- _PROBLEMS TO SOLVE_:
a) How would you render this sentence from the amateur radio news excerpt in Spanish: "Applications take up to four weeks to be processed."
b) Set down, word for word, the part of the amateur radio news excerpt that opens with the words containing "The RSGB publishes" and closes with "radio ‘pico’ balloon.".
c) Answer these questions from the amateur radio news excerpt, one per line:
(i) How many Special Contest call signs have been made available?
(ii) What is the longest duration a contest can have for a Special Contest Call sign to be used in it?
(iii) On what date is World Amateur Radio Day 2023?

- _TEXT UNDER STUDY_:
2. 1×1 Special Contest Callsign List (UK) Expanded
The holder of a UK Amateur Radio Full Licence or Full (Club) Licence may apply for a Special
Contest Call sign (“SCC”). This call sign may only be used in amateur radio contests of no more than
48 hours duration, run with the aim of contacting as many other stations as possible in a given period
of time and run by an amateur radio club, national or international amateur radio association or another
organisation (including amateur radio publications), generally accepted within the amateur radio hobby
(locally, nationally or internationally) as being a bona fide contest organiser.
The call sign will be in the format ‘G’ or ‘M’, followed by a chosen digit and a chosen suffix letter.
Examples are G8Z or M7R. We have made 520 call signs available, (G)(#)(&)(A-Z) and (M)(#)(&)(A-Z),
where ‘#’ is an applicable Regional Secondary Locator (if any) and ‘&’ is a digit from 0 to 9.
The RSGB publishes a list (http://www.rsgbcc.org/hf/information/scc.shtml) of SCCs, which is a guide
to availability. Applications take up to four weeks to be processed.
Full details of how to apply for a Special Contest Callsign, including the complete qualifying criteria,
can be found on the RSGB website.
— RSGB website
ONTARIO SECTION NEWS
ITEMS OF INTEREST
3. The US Airforce may have shot down an Amateur Radio “Pico Balloon” over Canada
Since the famous takedown of a suspected Chinese spy balloon, US jets have shot down a total of
three more unidentified balloon objects, now confirmed to have been ‘commercial or benign’. There
is speculation that at least one these three objects may have been an amateur radio ‘pico’ balloon.
One part of the amateur radio hobby is launching high altitude balloons with various radio and other
payloads. Larger amateur radio balloons launched in the USA require FAA clearance, need a radar
reflector attached, and usually continually transmit APRS telemetry before naturally popping and falling
back to earth after a few hours, just like a weather balloon.
However there is also the simpler ‘pico’ ballooning hobby, which involves the use of mylar helium party
balloons to launch small solar powered payloads that are only a few grams in weight. They typically
transmit low power WSPR at HF frequencies and can only transmit whenever there is sufficient solar
power available. Amateur radio or SDR hobbyist stations around the world can pick up these
transmissions, and report them on amateur.sondehub.org and/or wsprnet.org. Well built balloons can
totally circumnavigate the globe several times over several months before degrading.
Read more – RTL-SDR Blog: http://bit.ly/3xAeGMl
— This week in Amateur Radio
4. Special Theme for World Amateur Radio Day 2023 Announced
The International Amateur Radio Union announces that Human Security for All, HS4A, will be the theme
of World Amateur Radio Day on 18 April 2023. For the first time, the United Nations Trust Fund
for Human Security and the World Academy of Art and Science are partnering with IARU in a
campaign to highlight the role that amateur radio plays in addressing the world’s most pressing needs.

Records from a dataset
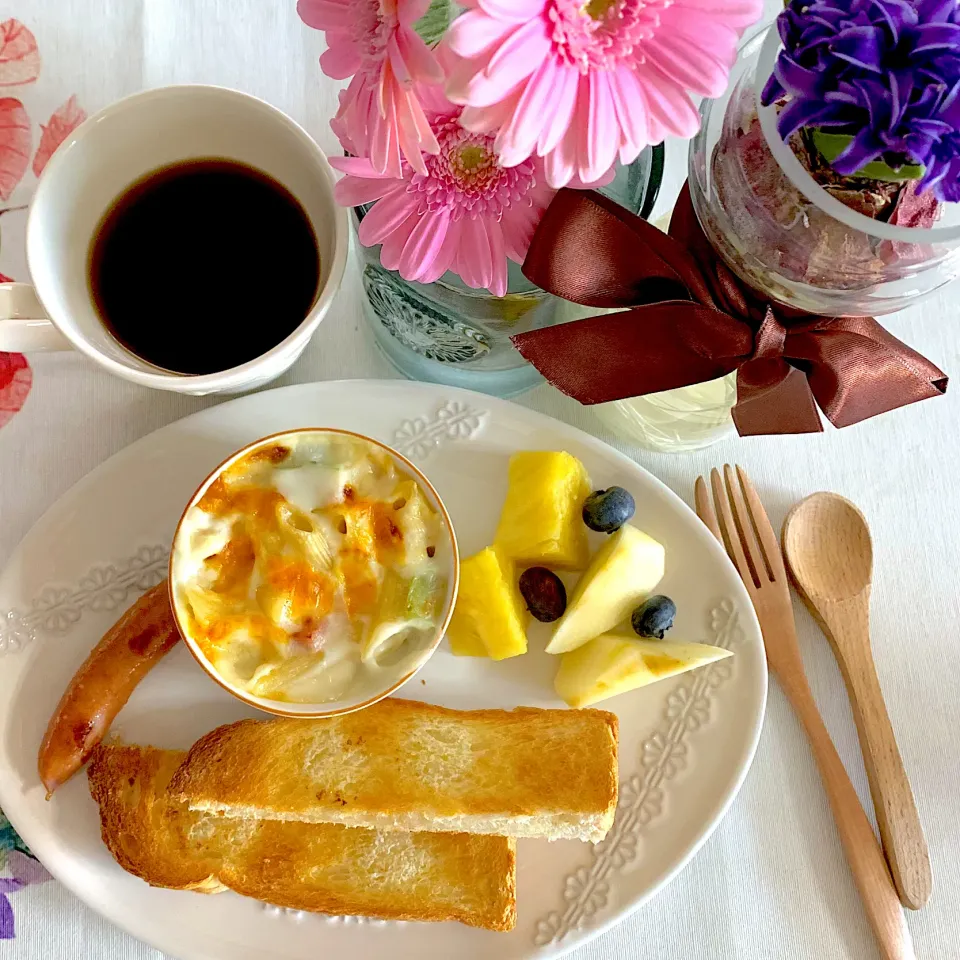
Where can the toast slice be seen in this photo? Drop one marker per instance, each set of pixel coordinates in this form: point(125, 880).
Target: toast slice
point(325, 868)
point(408, 766)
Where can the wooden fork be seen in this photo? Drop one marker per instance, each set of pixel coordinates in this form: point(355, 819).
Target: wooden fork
point(746, 534)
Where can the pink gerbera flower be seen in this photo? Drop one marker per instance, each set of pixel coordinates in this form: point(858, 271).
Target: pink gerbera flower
point(466, 212)
point(579, 81)
point(374, 42)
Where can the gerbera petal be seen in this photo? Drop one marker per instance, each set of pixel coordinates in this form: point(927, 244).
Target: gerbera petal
point(409, 11)
point(565, 97)
point(421, 63)
point(392, 248)
point(519, 54)
point(631, 110)
point(382, 128)
point(668, 103)
point(356, 167)
point(423, 244)
point(352, 191)
point(603, 136)
point(517, 139)
point(736, 13)
point(490, 119)
point(326, 14)
point(498, 260)
point(398, 65)
point(475, 33)
point(560, 163)
point(445, 255)
point(519, 224)
point(386, 215)
point(515, 10)
point(687, 64)
point(473, 254)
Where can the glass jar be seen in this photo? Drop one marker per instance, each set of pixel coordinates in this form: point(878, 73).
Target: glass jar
point(447, 332)
point(783, 233)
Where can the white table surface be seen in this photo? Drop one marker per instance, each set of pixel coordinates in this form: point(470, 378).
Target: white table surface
point(772, 881)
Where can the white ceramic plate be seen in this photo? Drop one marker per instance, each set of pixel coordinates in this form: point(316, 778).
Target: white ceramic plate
point(686, 744)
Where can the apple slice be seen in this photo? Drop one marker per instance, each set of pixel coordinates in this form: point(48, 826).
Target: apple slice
point(622, 574)
point(612, 664)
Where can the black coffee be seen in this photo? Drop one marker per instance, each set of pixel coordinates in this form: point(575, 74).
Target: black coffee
point(204, 265)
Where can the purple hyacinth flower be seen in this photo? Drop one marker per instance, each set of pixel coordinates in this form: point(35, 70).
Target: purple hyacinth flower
point(885, 72)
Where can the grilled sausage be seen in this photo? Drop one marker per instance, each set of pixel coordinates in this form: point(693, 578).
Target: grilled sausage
point(127, 653)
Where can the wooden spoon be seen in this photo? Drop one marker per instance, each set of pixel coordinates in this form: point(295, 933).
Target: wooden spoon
point(826, 543)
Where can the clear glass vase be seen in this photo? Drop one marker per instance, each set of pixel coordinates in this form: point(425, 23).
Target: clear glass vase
point(788, 237)
point(446, 332)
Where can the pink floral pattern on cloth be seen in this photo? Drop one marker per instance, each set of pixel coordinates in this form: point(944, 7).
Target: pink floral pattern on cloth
point(19, 65)
point(18, 869)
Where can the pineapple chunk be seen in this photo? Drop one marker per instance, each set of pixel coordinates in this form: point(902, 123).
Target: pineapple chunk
point(610, 664)
point(490, 614)
point(622, 573)
point(541, 521)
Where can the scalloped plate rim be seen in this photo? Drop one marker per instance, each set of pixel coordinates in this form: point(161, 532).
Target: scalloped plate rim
point(485, 405)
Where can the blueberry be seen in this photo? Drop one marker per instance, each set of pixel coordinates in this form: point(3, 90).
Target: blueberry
point(654, 617)
point(544, 593)
point(606, 511)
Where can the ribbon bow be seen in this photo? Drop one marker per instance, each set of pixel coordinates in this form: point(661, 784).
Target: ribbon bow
point(691, 320)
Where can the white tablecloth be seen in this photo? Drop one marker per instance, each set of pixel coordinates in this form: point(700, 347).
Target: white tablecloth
point(772, 881)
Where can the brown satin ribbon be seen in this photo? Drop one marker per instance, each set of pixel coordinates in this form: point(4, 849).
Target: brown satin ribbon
point(690, 320)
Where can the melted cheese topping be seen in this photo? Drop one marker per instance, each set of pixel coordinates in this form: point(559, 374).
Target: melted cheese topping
point(307, 563)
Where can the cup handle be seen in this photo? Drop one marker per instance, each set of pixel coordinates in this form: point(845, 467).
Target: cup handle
point(24, 325)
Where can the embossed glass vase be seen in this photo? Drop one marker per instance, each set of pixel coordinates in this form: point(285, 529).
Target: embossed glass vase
point(447, 332)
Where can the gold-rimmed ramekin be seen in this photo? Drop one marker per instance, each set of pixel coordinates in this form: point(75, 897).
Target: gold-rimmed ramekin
point(392, 682)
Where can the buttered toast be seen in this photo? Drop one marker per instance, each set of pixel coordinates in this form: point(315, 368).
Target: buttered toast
point(400, 765)
point(326, 868)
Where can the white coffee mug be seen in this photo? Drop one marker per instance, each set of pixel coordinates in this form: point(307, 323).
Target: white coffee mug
point(117, 147)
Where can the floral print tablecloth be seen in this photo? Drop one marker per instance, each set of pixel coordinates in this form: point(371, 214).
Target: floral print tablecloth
point(18, 869)
point(24, 152)
point(25, 148)
point(771, 882)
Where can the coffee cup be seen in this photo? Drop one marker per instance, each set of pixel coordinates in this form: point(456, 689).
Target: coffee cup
point(98, 163)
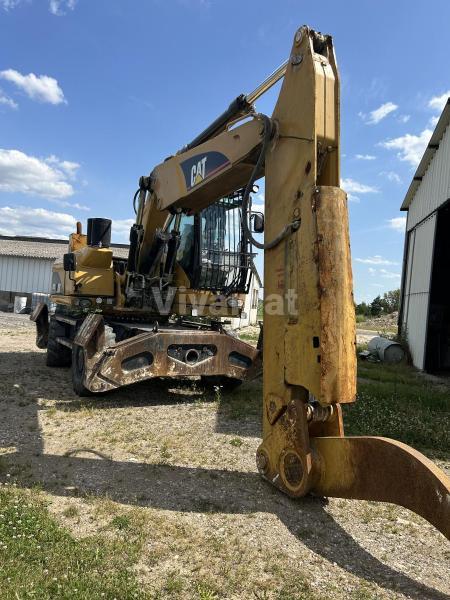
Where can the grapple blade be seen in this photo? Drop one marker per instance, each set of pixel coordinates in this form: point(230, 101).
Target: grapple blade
point(384, 470)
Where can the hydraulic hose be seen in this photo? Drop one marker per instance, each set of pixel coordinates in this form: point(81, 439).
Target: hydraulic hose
point(267, 124)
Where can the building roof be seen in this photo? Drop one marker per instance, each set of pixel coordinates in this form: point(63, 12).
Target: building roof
point(49, 249)
point(430, 151)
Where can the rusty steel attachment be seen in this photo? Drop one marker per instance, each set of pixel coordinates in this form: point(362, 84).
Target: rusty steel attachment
point(309, 348)
point(309, 339)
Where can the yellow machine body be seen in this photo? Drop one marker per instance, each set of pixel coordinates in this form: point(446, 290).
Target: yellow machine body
point(309, 318)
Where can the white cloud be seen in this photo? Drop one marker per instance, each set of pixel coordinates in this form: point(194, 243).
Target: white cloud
point(397, 223)
point(56, 7)
point(438, 102)
point(389, 274)
point(38, 87)
point(380, 113)
point(375, 260)
point(392, 176)
point(23, 220)
point(7, 101)
point(9, 4)
point(410, 147)
point(433, 121)
point(365, 157)
point(352, 186)
point(24, 174)
point(59, 7)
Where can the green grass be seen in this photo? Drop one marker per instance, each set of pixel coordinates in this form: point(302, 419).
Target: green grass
point(42, 560)
point(395, 401)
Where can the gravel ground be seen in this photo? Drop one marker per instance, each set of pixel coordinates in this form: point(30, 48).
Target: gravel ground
point(179, 465)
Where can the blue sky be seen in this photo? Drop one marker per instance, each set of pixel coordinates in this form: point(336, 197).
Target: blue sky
point(94, 93)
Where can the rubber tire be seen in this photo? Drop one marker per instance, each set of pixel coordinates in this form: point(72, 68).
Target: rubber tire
point(227, 384)
point(57, 354)
point(78, 368)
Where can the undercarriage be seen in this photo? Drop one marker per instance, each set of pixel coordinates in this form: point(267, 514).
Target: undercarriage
point(107, 352)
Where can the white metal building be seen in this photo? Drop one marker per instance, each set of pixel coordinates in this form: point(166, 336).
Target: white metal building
point(250, 312)
point(425, 303)
point(26, 265)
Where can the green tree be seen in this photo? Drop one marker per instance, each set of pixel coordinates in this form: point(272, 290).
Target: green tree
point(391, 301)
point(376, 306)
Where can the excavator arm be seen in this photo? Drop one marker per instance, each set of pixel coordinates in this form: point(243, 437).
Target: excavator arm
point(309, 322)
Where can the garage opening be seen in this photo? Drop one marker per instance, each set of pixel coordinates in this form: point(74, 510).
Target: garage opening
point(437, 358)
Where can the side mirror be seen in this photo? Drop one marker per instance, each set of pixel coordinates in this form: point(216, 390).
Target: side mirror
point(69, 262)
point(257, 220)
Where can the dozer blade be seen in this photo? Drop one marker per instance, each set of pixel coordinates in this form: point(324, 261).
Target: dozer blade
point(381, 469)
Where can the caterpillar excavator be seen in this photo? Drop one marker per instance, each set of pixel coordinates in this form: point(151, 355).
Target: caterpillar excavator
point(160, 313)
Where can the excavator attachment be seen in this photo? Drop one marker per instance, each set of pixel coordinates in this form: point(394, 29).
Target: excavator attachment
point(309, 336)
point(110, 325)
point(376, 468)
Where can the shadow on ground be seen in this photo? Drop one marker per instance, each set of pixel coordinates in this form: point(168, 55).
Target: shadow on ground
point(166, 487)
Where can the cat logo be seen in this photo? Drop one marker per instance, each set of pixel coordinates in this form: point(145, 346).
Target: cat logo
point(202, 166)
point(198, 171)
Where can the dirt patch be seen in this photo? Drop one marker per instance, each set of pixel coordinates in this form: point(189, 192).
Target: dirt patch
point(178, 469)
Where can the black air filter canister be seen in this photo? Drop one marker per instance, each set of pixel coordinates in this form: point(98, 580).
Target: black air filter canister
point(99, 232)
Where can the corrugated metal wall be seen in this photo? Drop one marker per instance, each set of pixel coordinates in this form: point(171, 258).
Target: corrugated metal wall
point(434, 188)
point(28, 275)
point(416, 292)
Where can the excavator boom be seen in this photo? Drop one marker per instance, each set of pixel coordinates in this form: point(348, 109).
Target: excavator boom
point(309, 318)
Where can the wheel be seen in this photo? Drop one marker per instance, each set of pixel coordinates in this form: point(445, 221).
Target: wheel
point(57, 354)
point(226, 384)
point(78, 371)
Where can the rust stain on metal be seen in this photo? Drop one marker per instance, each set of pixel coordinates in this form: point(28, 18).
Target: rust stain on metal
point(384, 470)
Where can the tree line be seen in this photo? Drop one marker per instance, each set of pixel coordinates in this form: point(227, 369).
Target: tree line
point(387, 304)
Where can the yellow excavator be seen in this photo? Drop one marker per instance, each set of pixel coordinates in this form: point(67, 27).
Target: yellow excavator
point(160, 313)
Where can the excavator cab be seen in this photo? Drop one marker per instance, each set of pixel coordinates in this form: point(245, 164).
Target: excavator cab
point(213, 250)
point(191, 250)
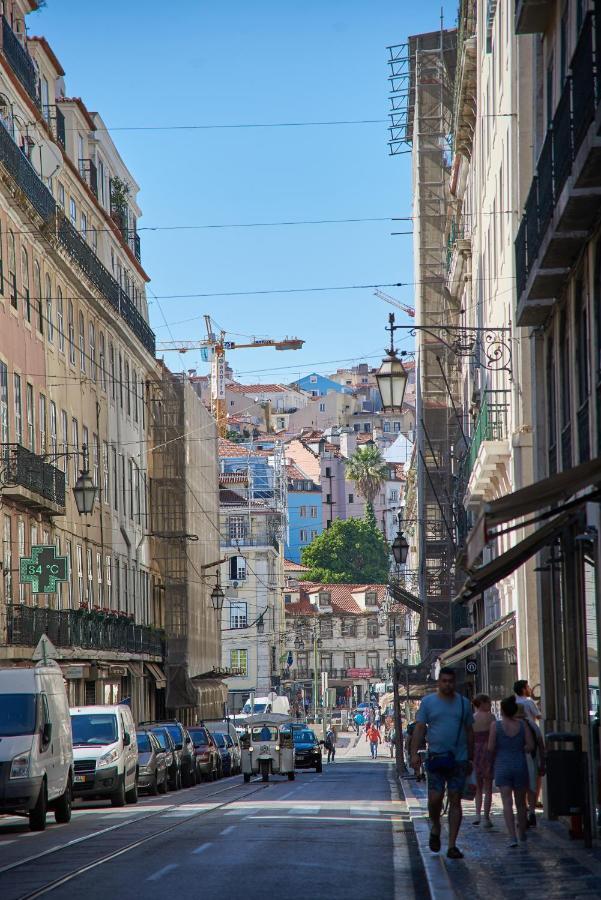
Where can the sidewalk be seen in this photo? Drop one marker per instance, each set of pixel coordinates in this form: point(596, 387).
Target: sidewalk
point(549, 865)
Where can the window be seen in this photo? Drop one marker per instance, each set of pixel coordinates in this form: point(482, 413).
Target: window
point(105, 473)
point(30, 417)
point(53, 437)
point(3, 403)
point(82, 343)
point(239, 661)
point(12, 269)
point(37, 293)
point(92, 340)
point(373, 660)
point(49, 311)
point(65, 437)
point(25, 281)
point(237, 527)
point(42, 422)
point(75, 448)
point(237, 568)
point(18, 408)
point(71, 332)
point(102, 360)
point(238, 616)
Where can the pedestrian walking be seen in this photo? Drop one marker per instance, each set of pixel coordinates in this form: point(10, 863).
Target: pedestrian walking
point(374, 737)
point(330, 743)
point(448, 718)
point(483, 758)
point(509, 741)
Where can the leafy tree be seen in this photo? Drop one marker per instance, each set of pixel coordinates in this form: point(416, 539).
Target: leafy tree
point(350, 551)
point(368, 469)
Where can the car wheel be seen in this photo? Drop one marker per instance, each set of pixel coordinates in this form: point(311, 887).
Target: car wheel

- _REPLIES_:
a) Las solicitudes tardan hasta cuatro semanas en tramitarse.

b)
The RSGB publishes a list (http://www.rsgbcc.org/hf/information/scc.shtml) of SCCs, which is a guide
to availability. Applications take up to four weeks to be processed.
Full details of how to apply for a Special Contest Callsign, including the complete qualifying criteria,
can be found on the RSGB website.
— RSGB website
ONTARIO SECTION NEWS
ITEMS OF INTEREST
3. The US Airforce may have shot down an Amateur Radio “Pico Balloon” over Canada
Since the famous takedown of a suspected Chinese spy balloon, US jets have shot down a total of
three more unidentified balloon objects, now confirmed to have been ‘commercial or benign’. There
is speculation that at least one these three objects may have been an amateur radio ‘pico’ balloon.

c)
(i) 520
(ii) 48 hours
(iii) 18 April 2023